彼と初めて遠出のドライブに出かけた時のこと。

カーブの多い山道で車酔いしてしまった私は、途中彼に車を止めてもらい外に出た。

車から少し離れたところに腰を下ろせそうな場所を見つけ、ひとまず腰を落ちつける。

普通ならその足ですぐに掛けつけてくれてもよさそうなものなのに、待てど暮らせど彼は来ない。

何だか私は人里離れた山奥に、ポツンと1人取り残されたみたいな気分になった。

それでも冷んやりした山の空気はうだった私の身体には心地よくて、しばらく休んでいると気分もよくなってきた。

何度か深呼吸を繰り返し、これなら大丈夫と判断した私は車に戻った。



「大丈夫だった?」

車の外で一服していた彼がすかさず声を掛けてくる。

「うん、もう大丈夫みたい、待たせてごめんね」

私はそう言って先に車に乗り込んだ。

煙草の火を消した彼が遅れて車に乗り込んでくる。

そして身体をこちらに向けこう言った。

「もう少しでカーブも終わるけど、それまではゆっくり走るから」

「ありがとう」



車の外で私の帰りを待っていた彼は普段通りに優しかった。

> 未加工の記録:
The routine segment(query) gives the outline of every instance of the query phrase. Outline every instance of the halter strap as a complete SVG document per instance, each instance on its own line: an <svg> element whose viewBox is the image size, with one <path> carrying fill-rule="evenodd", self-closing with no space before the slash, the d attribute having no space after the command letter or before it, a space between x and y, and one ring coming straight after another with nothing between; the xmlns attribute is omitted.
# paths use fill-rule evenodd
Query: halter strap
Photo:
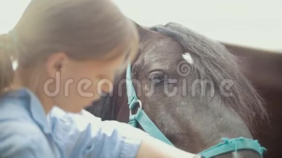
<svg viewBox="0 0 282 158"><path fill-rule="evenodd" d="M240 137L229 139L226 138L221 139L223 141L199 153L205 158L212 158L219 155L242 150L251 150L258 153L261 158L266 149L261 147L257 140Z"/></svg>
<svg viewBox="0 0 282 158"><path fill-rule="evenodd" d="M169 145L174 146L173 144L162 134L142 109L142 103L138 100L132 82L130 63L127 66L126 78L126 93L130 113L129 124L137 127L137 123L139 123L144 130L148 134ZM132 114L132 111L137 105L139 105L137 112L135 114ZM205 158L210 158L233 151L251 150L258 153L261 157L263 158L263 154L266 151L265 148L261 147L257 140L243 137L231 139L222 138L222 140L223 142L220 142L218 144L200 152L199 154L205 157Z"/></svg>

> 課題: 遠出のドライブの文章を、最後の文の後から再開して書き継ぐこと。

> 回答:
特に機嫌が悪そうにも見えない。

私はそんな彼にしばらく経ってからこう聞いてみた。



「ねぇ、さっきは何で私の様子見に来なかったの?」

すると彼は「そんなこと当然だろう」とでも言いたげにこう言った。

「だってもし吐いたりしてたら、そんな姿俺に見られたくないだろ?」

その言葉に私は思わず固まった。

そんな考え方がこの世にあること自体、想定外だったから。

でも独特だけど、これが彼の優しさなんだと思う。

難解なパズルのような彼の思考回路は、時として単純構造の私を悩ませる。

しかしその反面、刺激的でおもしろい。



1年後、彼は私の夫になった。

そしてなかなか解けないパズルに、今日も私は四苦八苦している。